Material provided ::
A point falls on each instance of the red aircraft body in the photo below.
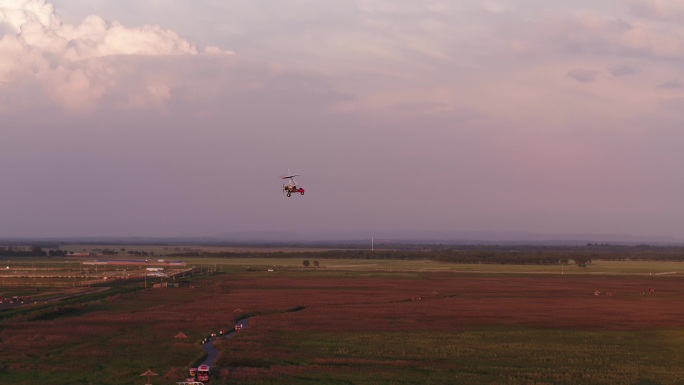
(292, 186)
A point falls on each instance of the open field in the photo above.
(370, 322)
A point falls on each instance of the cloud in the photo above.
(670, 10)
(582, 75)
(671, 85)
(76, 65)
(623, 70)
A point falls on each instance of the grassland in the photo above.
(364, 322)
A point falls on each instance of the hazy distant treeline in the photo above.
(528, 255)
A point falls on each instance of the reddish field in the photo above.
(448, 302)
(144, 323)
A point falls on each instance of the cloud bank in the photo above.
(74, 66)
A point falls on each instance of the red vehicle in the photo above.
(292, 186)
(203, 373)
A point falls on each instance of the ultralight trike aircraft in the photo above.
(292, 186)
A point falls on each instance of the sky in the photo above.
(177, 118)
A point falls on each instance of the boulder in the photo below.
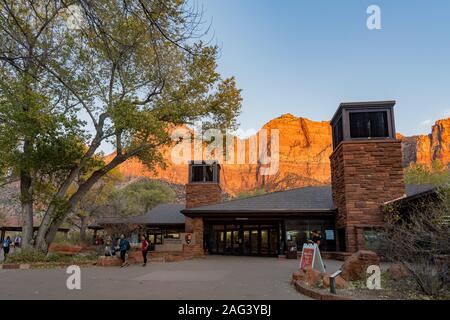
(173, 258)
(108, 261)
(135, 256)
(355, 266)
(64, 248)
(398, 271)
(340, 282)
(298, 275)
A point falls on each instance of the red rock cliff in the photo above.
(305, 147)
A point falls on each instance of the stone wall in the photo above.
(199, 194)
(364, 175)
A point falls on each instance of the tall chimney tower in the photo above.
(366, 170)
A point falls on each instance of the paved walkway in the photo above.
(216, 277)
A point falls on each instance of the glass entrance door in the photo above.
(244, 239)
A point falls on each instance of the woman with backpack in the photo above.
(6, 246)
(124, 246)
(144, 248)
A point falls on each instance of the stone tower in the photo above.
(366, 170)
(203, 188)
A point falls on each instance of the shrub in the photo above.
(418, 237)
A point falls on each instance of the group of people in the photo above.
(8, 243)
(124, 247)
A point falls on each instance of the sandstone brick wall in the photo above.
(364, 175)
(199, 194)
(195, 226)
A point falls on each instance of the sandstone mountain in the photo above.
(305, 147)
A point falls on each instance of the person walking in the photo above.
(6, 246)
(17, 241)
(124, 246)
(317, 237)
(144, 249)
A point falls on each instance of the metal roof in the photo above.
(162, 214)
(169, 213)
(307, 199)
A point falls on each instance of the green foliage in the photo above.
(139, 197)
(128, 70)
(437, 174)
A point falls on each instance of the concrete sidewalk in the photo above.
(215, 277)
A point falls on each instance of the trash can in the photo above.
(291, 250)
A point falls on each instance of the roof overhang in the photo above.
(277, 213)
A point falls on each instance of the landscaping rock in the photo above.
(298, 275)
(64, 249)
(135, 256)
(398, 271)
(108, 261)
(340, 282)
(173, 258)
(355, 267)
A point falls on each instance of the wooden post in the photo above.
(333, 281)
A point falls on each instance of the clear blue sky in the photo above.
(305, 57)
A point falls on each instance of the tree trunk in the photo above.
(52, 220)
(83, 228)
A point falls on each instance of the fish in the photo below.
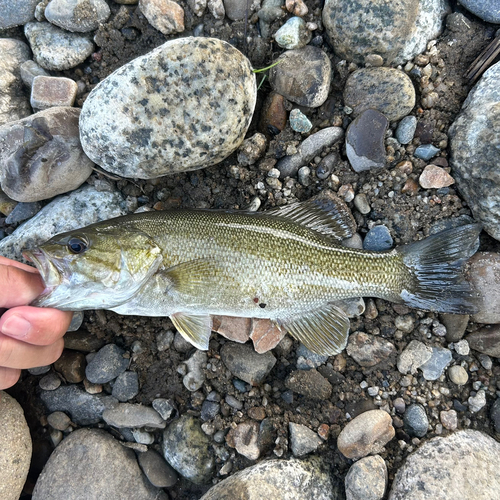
(286, 264)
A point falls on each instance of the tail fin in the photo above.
(436, 268)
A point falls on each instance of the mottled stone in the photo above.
(141, 131)
(56, 49)
(461, 465)
(302, 76)
(188, 449)
(14, 105)
(15, 448)
(387, 90)
(366, 434)
(475, 151)
(90, 463)
(77, 15)
(80, 208)
(396, 30)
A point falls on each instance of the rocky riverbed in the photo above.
(111, 108)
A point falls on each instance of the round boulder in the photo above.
(185, 105)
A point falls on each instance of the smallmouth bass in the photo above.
(286, 264)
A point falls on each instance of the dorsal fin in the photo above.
(327, 214)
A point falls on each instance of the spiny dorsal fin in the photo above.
(327, 215)
(324, 331)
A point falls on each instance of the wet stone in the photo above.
(309, 383)
(303, 76)
(159, 472)
(369, 350)
(366, 434)
(126, 386)
(303, 440)
(415, 420)
(188, 450)
(56, 49)
(106, 365)
(378, 238)
(243, 362)
(367, 479)
(387, 90)
(365, 141)
(138, 145)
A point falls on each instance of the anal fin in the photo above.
(323, 331)
(195, 328)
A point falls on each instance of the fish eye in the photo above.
(77, 245)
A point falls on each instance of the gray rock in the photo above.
(461, 465)
(484, 275)
(413, 356)
(308, 479)
(128, 415)
(365, 141)
(303, 76)
(56, 49)
(159, 472)
(387, 90)
(15, 448)
(246, 364)
(141, 131)
(378, 238)
(367, 479)
(369, 350)
(293, 34)
(303, 440)
(487, 10)
(84, 408)
(126, 386)
(396, 31)
(14, 104)
(309, 383)
(367, 434)
(42, 156)
(187, 449)
(77, 15)
(90, 463)
(16, 13)
(475, 152)
(415, 420)
(106, 365)
(406, 129)
(434, 367)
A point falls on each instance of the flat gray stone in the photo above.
(15, 448)
(90, 463)
(461, 465)
(183, 106)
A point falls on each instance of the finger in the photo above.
(8, 377)
(13, 263)
(18, 286)
(35, 325)
(17, 354)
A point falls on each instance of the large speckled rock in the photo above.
(462, 465)
(388, 90)
(396, 30)
(475, 151)
(15, 448)
(41, 155)
(185, 105)
(280, 480)
(78, 209)
(90, 463)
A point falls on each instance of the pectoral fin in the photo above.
(196, 329)
(324, 331)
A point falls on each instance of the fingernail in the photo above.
(15, 326)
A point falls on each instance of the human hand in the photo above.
(29, 336)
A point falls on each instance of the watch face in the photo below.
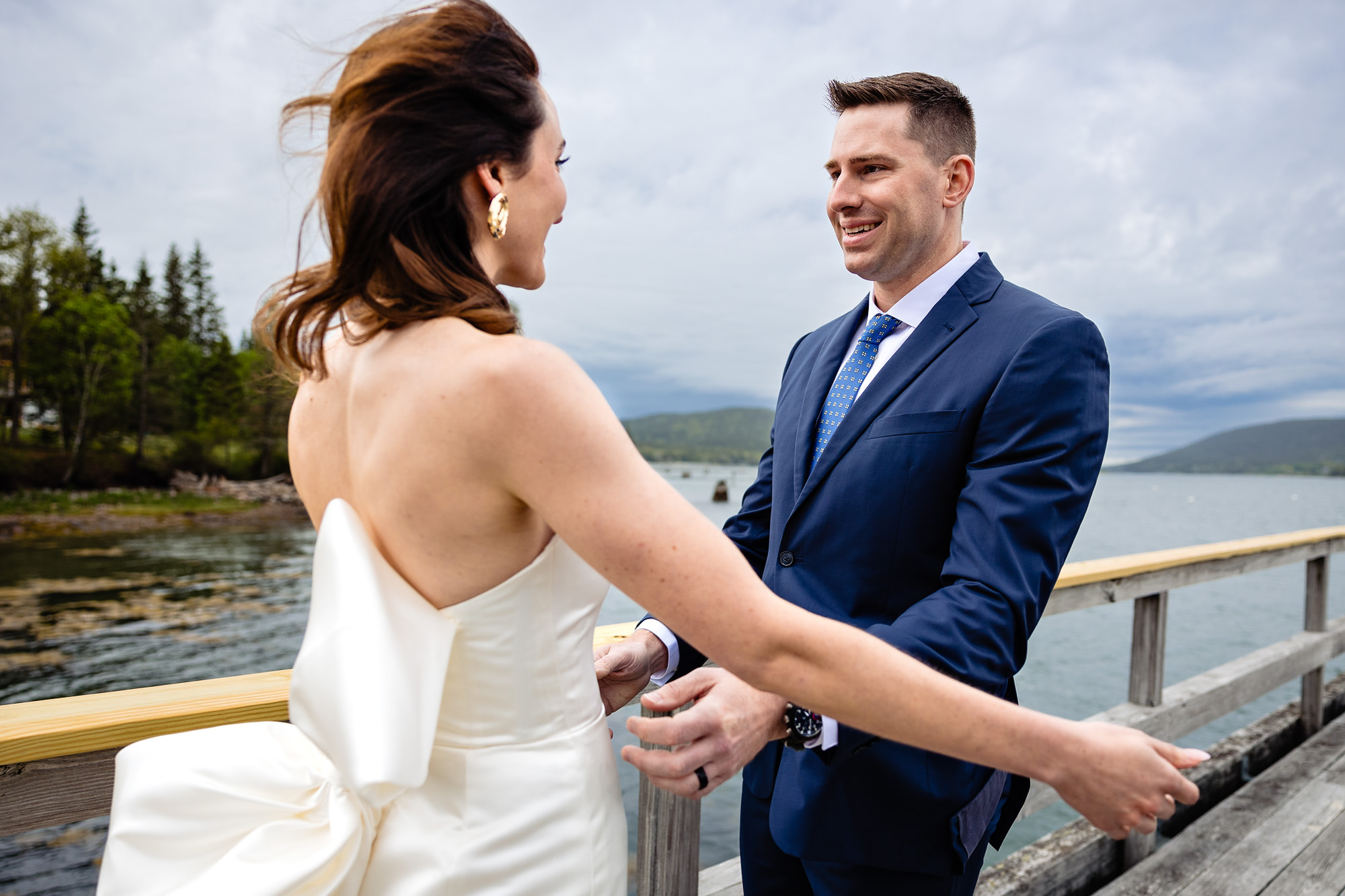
(805, 723)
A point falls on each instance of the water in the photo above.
(159, 607)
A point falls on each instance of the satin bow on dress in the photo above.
(428, 751)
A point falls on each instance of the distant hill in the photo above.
(730, 436)
(1315, 447)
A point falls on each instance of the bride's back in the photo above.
(442, 181)
(401, 428)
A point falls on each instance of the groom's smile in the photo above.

Directions :: Quote all of the entries word for word, omitting any pictures.

Response ::
A point falls on each instance of the red aircraft body in the photo below.
(292, 186)
A point falls on each instance of the open field in the photo above.
(370, 322)
A point falls on each instance of the cloud in the photo above.
(670, 10)
(582, 75)
(671, 85)
(76, 65)
(623, 70)
A point falls on each instance of the grassland in the photo above.
(364, 322)
A point falls on each instance of the hazy distant treeline in the photo above.
(528, 255)
A point falls on each instance of the reddish field in the photo above.
(448, 302)
(144, 323)
A point falls on each instance of the cloud bank in the photo above.
(74, 66)
A point falls on each instance of the red vehicle in the photo above.
(292, 186)
(203, 373)
A point falls on each instance of the ultralight trike aircraft in the photo above.
(292, 186)
A point falls on each instance of the sky in the photo above.
(177, 118)
A point falls on each instance of the boulder in the photo below.
(173, 258)
(108, 261)
(135, 256)
(355, 266)
(64, 248)
(398, 271)
(340, 282)
(298, 275)
A point falls on each instance of the red rock cliff in the photo above.
(305, 147)
A point falls on each instance of the stone wall in the photo above.
(199, 194)
(364, 175)
A point falls on each instance of the tall chimney tower in the photo above.
(366, 170)
A point falls on each instance of the paved walkway in the photo above.
(216, 277)
A point falls on each instance of the glass entrance door in the photo above.
(244, 239)
A point falls on each instance of the woman with backpack in the photo above.
(6, 246)
(124, 246)
(144, 248)
A point falls on each instance of the stone tower in the photo above.
(366, 170)
(203, 188)
A point falls on each instance of the shrub in the photo above.
(418, 237)
A point falls on each instance of the group of people in the photo above.
(8, 243)
(124, 247)
A point falls on each instance of the sandstone brick wall in the photo above.
(364, 175)
(199, 194)
(195, 226)
A point falls on each instance of the sandstone mountain in the photo above.
(305, 147)
A point falls on each instance of the person walking in the photo above.
(6, 246)
(17, 241)
(124, 246)
(317, 237)
(144, 249)
A point falls on each instance of the metal roof in the photo above.
(162, 214)
(169, 213)
(307, 199)
A point falls on each instance of the green foliage in the photo above.
(139, 197)
(128, 70)
(437, 174)
A point falls on each instance of the concrete sidewalk in the photo above.
(215, 277)
A point falls on each instance of the trash can in the photo above.
(291, 250)
A point falls on each instance of the roof overhang in the photo above.
(277, 213)
A point falls on each instance of the landscaping rock in the photo above.
(298, 275)
(64, 249)
(135, 256)
(398, 271)
(108, 261)
(340, 282)
(173, 258)
(355, 267)
A point falls on each instance of the wooden post in the photo above.
(333, 281)
A point falls on each instance of the clear blue sky in the photo above.
(305, 57)
A point falls on each instance of the tree trunk in the photo above.
(52, 220)
(83, 228)
A point falls on each instance of the fish in the photo below.
(286, 264)
A point falls on each instance of the tail fin in the photo above.
(436, 268)
A point falls on each instance of the mottled stone in the photo above.
(141, 131)
(56, 49)
(461, 465)
(302, 76)
(188, 449)
(14, 105)
(15, 448)
(387, 90)
(366, 434)
(475, 151)
(90, 463)
(77, 15)
(80, 208)
(396, 30)
A point falls on each instance of the rocky riverbed in the photo above.
(111, 108)
A point falls on each instance of the round boulder in the photo above.
(185, 105)
A point falls on each instance of the smallmouth bass in the photo above.
(286, 264)
A point falls on each instance of the dorsal fin in the photo above.
(327, 214)
A point falls on each instance of the spiny dorsal fin in the photo above.
(327, 215)
(324, 331)
A point falls on each instance of the wet stone in the photo above.
(309, 383)
(303, 76)
(159, 472)
(369, 350)
(366, 434)
(126, 386)
(303, 440)
(415, 420)
(188, 450)
(56, 49)
(106, 365)
(378, 238)
(243, 362)
(367, 479)
(387, 90)
(365, 141)
(138, 145)
A point falls on each instance of the anal fin in the photo above.
(323, 331)
(195, 328)
A point falls on each instance of the fish eye in the photo above.
(77, 245)
A point falls on each instance of the gray rock in the photo above.
(461, 465)
(484, 275)
(413, 356)
(308, 479)
(128, 415)
(365, 141)
(303, 76)
(56, 49)
(159, 472)
(387, 90)
(15, 448)
(246, 364)
(141, 131)
(378, 238)
(367, 479)
(369, 350)
(293, 34)
(303, 440)
(487, 10)
(84, 408)
(126, 386)
(396, 31)
(14, 104)
(309, 383)
(367, 434)
(42, 156)
(187, 449)
(77, 15)
(90, 463)
(16, 13)
(475, 152)
(415, 420)
(106, 365)
(406, 129)
(434, 367)
A point falls on each instance of the flat gray stone in the photo above.
(15, 448)
(90, 463)
(461, 465)
(183, 106)
A point falls on each instance of the finger in the photo above.
(8, 377)
(13, 263)
(18, 286)
(35, 325)
(17, 354)
A point falls on each instance of the large speckled rock in the photo above.
(462, 465)
(388, 90)
(396, 30)
(475, 151)
(15, 448)
(41, 155)
(185, 105)
(280, 480)
(78, 209)
(90, 463)
A point falls on each instance of the pectoral fin in the photo above.
(196, 329)
(324, 331)
A point falls on each instance of the fingernail in the photo above.
(15, 326)
A point falls on each instance of the human hand in the photo above.
(29, 336)
A point falls on each instance of the watch face in the photo below.
(805, 723)
A point falls on each instance of the water in the photo above.
(159, 607)
A point falls on each instance of the satin bow on dress in the photo above.
(428, 751)
A point falls on each instance of the distant hill in the photo above.
(730, 436)
(1315, 447)
A point falls on each instance of the bride's back in the photo above.
(442, 181)
(401, 428)
A point falls on each instance of the groom's smile in the photo above.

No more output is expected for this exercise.